Items excerpted from a collection
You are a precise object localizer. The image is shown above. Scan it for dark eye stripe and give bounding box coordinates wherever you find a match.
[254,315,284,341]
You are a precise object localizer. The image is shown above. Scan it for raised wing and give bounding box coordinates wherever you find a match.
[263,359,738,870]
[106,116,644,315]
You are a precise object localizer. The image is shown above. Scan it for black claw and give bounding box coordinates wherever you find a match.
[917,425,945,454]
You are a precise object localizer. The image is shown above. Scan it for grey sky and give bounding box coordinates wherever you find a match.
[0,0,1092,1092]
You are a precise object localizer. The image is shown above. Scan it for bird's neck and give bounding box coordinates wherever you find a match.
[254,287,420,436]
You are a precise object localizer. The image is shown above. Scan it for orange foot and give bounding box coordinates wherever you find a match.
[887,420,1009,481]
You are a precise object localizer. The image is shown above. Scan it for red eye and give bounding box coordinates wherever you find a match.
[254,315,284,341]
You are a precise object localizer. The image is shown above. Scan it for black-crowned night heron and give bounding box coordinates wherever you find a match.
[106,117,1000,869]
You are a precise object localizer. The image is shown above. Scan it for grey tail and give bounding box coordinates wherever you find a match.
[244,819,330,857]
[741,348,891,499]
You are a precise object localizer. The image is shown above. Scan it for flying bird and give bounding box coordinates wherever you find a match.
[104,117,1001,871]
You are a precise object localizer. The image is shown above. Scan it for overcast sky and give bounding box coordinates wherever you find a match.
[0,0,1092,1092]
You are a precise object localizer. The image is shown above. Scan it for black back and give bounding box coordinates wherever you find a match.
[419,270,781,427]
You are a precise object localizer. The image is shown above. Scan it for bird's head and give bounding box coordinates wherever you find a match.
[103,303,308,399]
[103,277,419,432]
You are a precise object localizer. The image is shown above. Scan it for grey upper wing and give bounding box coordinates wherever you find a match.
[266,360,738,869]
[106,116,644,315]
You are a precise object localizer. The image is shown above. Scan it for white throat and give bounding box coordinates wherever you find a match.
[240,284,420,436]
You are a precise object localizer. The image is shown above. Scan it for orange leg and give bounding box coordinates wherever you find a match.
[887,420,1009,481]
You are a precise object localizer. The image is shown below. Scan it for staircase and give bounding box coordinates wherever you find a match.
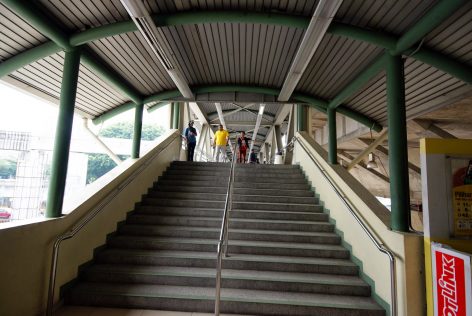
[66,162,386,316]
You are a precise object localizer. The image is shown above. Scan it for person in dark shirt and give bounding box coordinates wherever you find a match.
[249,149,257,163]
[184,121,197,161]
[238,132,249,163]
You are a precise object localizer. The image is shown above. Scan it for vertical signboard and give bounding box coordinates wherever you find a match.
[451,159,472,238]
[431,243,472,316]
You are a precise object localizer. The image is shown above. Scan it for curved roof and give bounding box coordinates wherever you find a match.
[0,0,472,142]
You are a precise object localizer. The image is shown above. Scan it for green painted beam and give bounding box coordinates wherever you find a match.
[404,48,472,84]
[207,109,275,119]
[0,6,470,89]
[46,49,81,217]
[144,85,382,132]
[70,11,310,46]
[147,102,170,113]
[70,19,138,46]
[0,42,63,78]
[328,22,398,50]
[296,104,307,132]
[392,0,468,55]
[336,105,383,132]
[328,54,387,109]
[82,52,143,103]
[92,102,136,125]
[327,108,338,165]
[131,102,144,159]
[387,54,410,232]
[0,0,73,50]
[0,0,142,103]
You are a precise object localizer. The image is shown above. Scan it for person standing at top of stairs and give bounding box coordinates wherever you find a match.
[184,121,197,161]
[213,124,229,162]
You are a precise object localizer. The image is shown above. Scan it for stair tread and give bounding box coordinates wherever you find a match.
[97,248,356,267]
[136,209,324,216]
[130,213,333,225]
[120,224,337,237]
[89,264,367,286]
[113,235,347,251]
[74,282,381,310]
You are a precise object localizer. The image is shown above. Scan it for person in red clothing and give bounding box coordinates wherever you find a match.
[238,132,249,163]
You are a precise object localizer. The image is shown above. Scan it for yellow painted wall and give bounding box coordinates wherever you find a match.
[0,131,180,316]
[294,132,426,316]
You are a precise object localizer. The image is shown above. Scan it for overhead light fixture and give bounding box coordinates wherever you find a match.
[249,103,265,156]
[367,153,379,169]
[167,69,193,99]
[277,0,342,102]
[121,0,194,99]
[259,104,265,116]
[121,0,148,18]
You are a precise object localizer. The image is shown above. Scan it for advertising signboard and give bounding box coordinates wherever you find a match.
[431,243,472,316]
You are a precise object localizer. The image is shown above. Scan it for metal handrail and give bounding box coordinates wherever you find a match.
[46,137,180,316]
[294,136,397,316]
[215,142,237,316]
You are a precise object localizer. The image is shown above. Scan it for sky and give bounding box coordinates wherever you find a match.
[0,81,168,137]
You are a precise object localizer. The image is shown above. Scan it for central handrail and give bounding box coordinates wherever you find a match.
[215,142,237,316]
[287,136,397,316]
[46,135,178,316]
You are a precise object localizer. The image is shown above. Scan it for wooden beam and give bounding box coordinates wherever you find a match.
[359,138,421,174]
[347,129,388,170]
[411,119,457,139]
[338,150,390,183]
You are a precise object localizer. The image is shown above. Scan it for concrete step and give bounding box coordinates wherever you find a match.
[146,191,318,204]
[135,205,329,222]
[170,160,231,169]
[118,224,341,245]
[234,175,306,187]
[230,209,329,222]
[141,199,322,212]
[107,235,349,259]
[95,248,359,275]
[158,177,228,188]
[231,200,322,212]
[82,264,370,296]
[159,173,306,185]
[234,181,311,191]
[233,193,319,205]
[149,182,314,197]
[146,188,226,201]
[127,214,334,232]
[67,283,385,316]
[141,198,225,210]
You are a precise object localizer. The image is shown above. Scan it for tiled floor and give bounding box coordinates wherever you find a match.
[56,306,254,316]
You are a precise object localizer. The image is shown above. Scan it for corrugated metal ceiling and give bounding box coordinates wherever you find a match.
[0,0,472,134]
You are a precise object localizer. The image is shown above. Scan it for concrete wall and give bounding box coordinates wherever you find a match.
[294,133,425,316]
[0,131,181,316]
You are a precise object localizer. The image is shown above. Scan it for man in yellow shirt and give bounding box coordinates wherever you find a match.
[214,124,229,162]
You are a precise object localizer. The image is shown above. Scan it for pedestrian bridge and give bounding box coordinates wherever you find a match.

==

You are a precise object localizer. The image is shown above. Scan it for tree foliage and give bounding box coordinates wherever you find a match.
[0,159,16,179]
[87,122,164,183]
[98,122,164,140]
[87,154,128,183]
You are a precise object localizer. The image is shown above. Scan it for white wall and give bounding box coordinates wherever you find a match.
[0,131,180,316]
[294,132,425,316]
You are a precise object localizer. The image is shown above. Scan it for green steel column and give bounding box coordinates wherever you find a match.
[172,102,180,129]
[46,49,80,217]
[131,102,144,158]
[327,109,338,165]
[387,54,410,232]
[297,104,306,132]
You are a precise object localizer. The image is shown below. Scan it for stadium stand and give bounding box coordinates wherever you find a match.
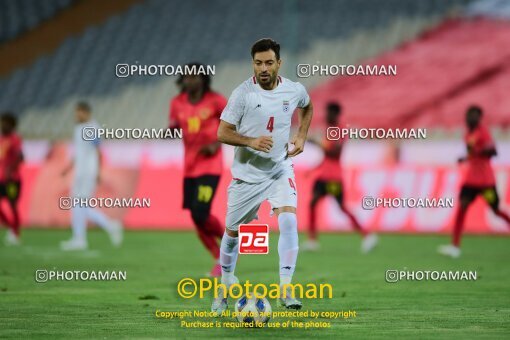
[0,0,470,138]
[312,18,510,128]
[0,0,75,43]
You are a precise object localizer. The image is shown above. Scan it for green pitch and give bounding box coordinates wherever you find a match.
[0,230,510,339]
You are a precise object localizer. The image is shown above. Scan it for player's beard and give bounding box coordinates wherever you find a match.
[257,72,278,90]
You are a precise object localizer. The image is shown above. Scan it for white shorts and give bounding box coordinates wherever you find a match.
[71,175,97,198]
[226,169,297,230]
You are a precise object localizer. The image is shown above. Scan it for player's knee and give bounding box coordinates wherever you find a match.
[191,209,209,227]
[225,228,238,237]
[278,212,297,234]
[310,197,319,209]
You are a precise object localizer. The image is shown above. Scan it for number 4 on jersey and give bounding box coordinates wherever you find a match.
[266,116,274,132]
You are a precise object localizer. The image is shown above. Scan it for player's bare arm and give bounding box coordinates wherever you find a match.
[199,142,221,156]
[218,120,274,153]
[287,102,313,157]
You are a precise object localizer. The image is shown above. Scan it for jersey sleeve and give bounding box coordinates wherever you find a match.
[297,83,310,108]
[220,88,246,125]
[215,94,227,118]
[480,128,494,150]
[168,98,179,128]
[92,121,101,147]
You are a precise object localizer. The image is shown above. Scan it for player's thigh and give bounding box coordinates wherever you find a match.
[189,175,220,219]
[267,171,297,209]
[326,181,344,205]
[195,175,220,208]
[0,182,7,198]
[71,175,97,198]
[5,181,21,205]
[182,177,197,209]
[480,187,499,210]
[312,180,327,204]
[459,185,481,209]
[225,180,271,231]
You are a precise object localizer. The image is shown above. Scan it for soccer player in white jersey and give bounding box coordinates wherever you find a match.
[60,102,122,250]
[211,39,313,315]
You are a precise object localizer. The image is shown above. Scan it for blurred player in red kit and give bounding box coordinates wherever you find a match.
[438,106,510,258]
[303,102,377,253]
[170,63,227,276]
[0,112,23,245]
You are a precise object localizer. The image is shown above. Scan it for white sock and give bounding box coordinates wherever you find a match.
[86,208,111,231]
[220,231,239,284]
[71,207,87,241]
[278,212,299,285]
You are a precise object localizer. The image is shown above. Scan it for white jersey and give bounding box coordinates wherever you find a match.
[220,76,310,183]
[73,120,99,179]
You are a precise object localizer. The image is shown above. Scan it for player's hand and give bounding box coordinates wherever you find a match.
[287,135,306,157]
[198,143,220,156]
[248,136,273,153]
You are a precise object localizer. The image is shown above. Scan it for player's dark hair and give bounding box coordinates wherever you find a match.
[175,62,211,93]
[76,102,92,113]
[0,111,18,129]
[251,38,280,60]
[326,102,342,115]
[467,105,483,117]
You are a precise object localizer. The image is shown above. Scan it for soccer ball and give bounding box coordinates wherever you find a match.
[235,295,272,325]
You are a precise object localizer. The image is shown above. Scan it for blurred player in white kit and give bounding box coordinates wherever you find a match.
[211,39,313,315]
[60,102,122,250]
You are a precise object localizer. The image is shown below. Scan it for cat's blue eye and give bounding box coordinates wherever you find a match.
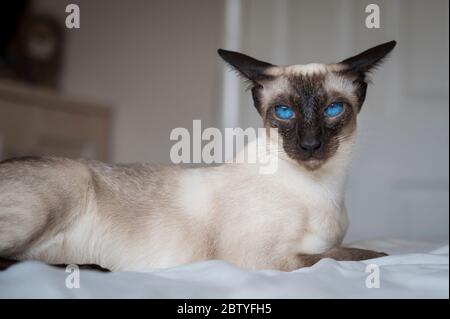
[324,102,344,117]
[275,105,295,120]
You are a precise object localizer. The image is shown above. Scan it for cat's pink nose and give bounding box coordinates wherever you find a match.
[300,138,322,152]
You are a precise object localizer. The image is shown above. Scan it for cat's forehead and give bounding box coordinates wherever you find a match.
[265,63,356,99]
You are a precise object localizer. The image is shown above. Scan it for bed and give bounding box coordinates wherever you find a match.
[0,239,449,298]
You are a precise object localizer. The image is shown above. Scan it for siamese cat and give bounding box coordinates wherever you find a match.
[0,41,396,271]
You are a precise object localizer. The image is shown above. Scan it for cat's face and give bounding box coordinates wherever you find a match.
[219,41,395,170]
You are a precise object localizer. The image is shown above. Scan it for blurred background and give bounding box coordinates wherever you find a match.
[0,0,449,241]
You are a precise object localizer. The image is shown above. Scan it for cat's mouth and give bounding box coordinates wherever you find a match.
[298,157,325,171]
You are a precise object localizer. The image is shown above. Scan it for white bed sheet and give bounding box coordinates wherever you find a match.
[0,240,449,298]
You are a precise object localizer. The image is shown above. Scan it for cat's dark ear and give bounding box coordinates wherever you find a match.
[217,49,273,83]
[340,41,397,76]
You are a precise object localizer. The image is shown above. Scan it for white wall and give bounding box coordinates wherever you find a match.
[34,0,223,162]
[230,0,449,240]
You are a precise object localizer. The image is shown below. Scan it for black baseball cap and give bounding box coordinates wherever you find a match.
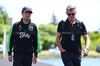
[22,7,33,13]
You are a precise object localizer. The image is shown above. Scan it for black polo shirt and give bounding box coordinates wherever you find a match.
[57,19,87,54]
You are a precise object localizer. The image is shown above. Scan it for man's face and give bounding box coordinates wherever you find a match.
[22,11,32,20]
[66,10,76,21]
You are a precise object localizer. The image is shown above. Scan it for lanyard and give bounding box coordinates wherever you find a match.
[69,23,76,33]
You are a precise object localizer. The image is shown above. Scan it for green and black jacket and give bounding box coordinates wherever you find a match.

* * *

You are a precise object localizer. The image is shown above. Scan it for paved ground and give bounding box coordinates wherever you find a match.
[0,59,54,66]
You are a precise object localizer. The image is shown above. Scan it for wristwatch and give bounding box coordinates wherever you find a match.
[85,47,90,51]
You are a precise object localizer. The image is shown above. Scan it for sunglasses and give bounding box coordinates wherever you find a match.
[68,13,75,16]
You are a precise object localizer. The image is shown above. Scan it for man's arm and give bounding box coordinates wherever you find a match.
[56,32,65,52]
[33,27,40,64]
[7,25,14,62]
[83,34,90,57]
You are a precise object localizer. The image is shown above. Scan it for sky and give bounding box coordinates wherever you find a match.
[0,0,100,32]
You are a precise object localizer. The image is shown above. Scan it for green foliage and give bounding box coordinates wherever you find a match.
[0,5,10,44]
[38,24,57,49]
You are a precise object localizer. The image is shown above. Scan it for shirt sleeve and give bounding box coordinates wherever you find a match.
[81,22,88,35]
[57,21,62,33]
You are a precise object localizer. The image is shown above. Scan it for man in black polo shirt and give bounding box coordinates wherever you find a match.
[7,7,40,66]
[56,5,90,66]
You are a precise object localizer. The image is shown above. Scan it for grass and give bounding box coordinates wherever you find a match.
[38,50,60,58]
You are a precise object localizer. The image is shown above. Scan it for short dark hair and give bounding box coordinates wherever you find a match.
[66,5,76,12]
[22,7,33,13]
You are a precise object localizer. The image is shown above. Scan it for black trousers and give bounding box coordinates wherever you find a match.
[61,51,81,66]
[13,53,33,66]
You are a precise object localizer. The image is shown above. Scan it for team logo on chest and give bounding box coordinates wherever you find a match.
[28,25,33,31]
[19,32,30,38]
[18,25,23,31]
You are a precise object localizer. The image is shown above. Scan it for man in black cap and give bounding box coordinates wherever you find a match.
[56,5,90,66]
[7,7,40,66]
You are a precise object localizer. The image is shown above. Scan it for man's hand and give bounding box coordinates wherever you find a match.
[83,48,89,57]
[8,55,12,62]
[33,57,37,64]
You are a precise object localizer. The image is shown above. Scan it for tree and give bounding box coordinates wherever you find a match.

- [Direction] Turn the lines above into a Markdown table with the columns Row and Line, leaving out blank lines. Begin at the line that contains "it for dark" and stop after the line that contains "[741,348,891,499]".

- [Complete output]
| Row | Line |
|---|---|
| 1 | You are a precise object localizer. The image is shown above. Scan it for dark eye stripe and give bounding box coordinates wherever you find a match. |
| 2 | [254,315,284,341] |
| 3 | You are a precise object localizer. The image is shown above. Scan it for raised wing and give bounding box coordinates wherever you find a match. |
| 4 | [263,359,738,870] |
| 5 | [106,116,644,315] |
| 6 | You are a precise object localizer. The image is shown above. Scan it for black claw and give bounding box coordinates wherever you find a match. |
| 7 | [917,425,945,454] |
| 8 | You are a precise object localizer. The image is shown above. Scan it for grey sky and give bounding box coordinates wherever you find a match. |
| 9 | [0,0,1092,1092] |
| 10 | You are a precise object localizer. The image is shown above. Scan it for bird's neck and give bounding box coordinates wherever you find a match. |
| 11 | [254,287,420,436] |
| 12 | You are a precise object localizer. The image is shown above. Scan it for orange foot and give bounding box coordinates wherever you find a match. |
| 13 | [887,420,1009,481] |
| 14 | You are a precise object localizer. The image is shown above. Scan it for red eye and give bounding box coordinates wherever you find a match. |
| 15 | [254,315,284,341] |
| 16 | You are a precise object localizer. The image is shown above. Scan it for black-crowned night heron and give bounding box coordinates wherever you find a match. |
| 17 | [106,117,1000,869] |
| 18 | You are a precise object localizer. The image is shown above. Scan it for grey tail and give bounding box coordinates wherever you find a match. |
| 19 | [244,819,330,857] |
| 20 | [741,348,891,499] |